_Data section_.

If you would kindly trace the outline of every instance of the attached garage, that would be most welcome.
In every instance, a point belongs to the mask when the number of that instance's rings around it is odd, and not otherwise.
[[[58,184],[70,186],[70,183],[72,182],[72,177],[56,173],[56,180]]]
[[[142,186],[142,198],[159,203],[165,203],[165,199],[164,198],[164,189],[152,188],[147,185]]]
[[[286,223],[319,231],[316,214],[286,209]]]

_What to do_. Convert every line of the records above into a JSON list of strings, one string per line, leaving out any blank lines.

_Full answer_.
[
  "If you would kindly trace the outline of every instance of the attached garage, that would be most welcome.",
  "In every instance, a point belongs to the mask when the number of that instance's rings around it is odd, and not otherwise.",
  "[[[58,184],[70,186],[70,183],[72,182],[72,177],[56,173],[56,180]]]",
  "[[[142,186],[142,198],[159,203],[165,203],[165,199],[164,198],[164,189],[152,188],[147,185]]]",
  "[[[286,223],[319,231],[316,214],[286,209]]]"
]